* [BRANO DA LEGGERE]:
◆ ◆ ◆ ◆ ◆
La Serbia si trova nel cuore dei Balcani, incastonata tra Ungheria, Romania, Bulgaria, Macedonia del Nord, Kosovo, Montenegro, Bosnia ed Erzegovina e Croazia. Si estende su 88.361 kmq e ha una popolazione di oltre 7 milioni di cittadini. A causa della sua posizione geografica e della sua storia, la cultura serba è un mix di influenze ottomane, bizantine e austro-ungariche, come si può vedere chiaramente dall’ampia varietà di piatti tipici che si possono trovare qui. La cucina serba include elementi di culture diverse come crauti, moussaka, rakija, birre artigianali e caffè turco.
◆ ◆ ◆ ◆ ◆
* [DATI FORNITI]:
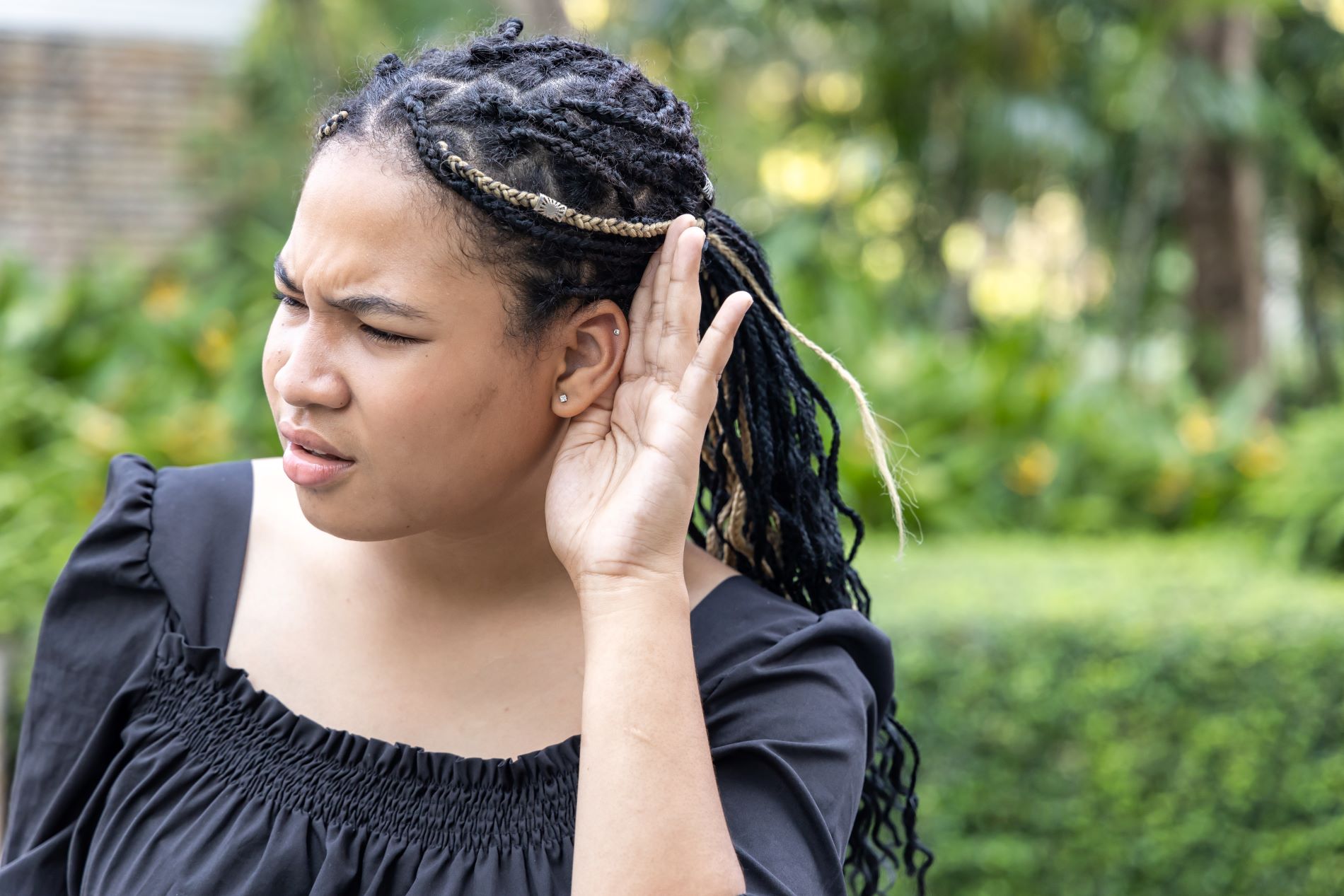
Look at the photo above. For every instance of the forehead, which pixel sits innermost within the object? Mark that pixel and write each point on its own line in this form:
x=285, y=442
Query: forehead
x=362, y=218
◆ ◆ ◆ ◆ ◆
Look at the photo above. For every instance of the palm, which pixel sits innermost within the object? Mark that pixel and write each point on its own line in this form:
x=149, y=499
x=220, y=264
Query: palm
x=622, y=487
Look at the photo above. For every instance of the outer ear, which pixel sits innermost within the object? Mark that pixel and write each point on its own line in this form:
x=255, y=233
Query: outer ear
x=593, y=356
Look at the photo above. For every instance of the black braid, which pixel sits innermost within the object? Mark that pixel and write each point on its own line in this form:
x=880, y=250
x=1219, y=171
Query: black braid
◆ ◆ ◆ ◆ ◆
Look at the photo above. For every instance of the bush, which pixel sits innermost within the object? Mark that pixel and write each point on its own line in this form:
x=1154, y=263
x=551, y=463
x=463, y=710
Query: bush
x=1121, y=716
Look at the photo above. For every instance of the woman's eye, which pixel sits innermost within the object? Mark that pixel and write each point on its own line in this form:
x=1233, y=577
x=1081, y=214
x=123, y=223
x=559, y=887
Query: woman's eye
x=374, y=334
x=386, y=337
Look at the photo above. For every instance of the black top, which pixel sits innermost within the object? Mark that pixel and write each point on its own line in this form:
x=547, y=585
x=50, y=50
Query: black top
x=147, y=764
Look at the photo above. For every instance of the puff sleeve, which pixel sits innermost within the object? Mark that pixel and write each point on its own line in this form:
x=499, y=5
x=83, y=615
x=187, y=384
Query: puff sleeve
◆ ◆ ◆ ◆ ◆
* [ESERCIZIO A]:
Ricopia dal brano sulla Serbia il pezzo che comincia con "La Serbia si" e va avanti fino a "e caffè turco.".
* [ESERCIZIO B]:
Scrivi il seguito del brano sulla Serbia, partendo da dove si ferma.
Questi dati vengono da un'altra fonte.

* [RISPOSTA SCRITTA A]:
La Serbia si trova nel cuore dei Balcani, incastonata tra Ungheria, Romania, Bulgaria, Macedonia del Nord, Kosovo, Montenegro, Bosnia ed Erzegovina e Croazia. Si estende su 88.361 kmq e ha una popolazione di oltre 7 milioni di cittadini. A causa della sua posizione geografica e della sua storia, la cultura serba è un mix di influenze ottomane, bizantine e austro-ungariche, come si può vedere chiaramente dall’ampia varietà di piatti tipici che si possono trovare qui. La cucina serba include elementi di culture diverse come crauti, moussaka, rakija, birre artigianali e caffè turco.

* [RISPOSTA SCRITTA B]:
Il serbo è lingua ufficiale in Serbia, Bosnia ed Erzegovina, Montenegro e Kosovo, mentre è riconosciuto come lingua minoritaria in Ungheria, Slovacchia, Croazia, Macedonia del Nord e Romania. È l’unica lingua con una digrafia corrente che include alfabeti cirillico e latino, usati in modo intercambiabile in tutto il paese. L’alfabeto cirillico serbo è stato creato nel 1814 da Vuk Karadžić.

Società e religione

Le minoranze più numerose nel Paese sono ungheresi, rom e bosniaci, concentrati principalmente in Vojvodina, dove i serbi costituiscono solo il 70% della popolazione. Secondo la Costituzione, la Serbia è un paese laico con libertà religiosa. La Chiesa ortodossa è l’organizzazione religiosa più comune nel Paese. Oltre l’84% della popolazione si identifica come ortodossa, compresa la maggior parte dei serbi etnici, montenegrini, rumeni, macedoni, bulgari e valacchi. La Chiesa cattolica romana è diffusa soprattutto nella regione della Vojvodina, mentre i musulmani sono presenti principalmente nel distretto di Raška e tra i bosniaci.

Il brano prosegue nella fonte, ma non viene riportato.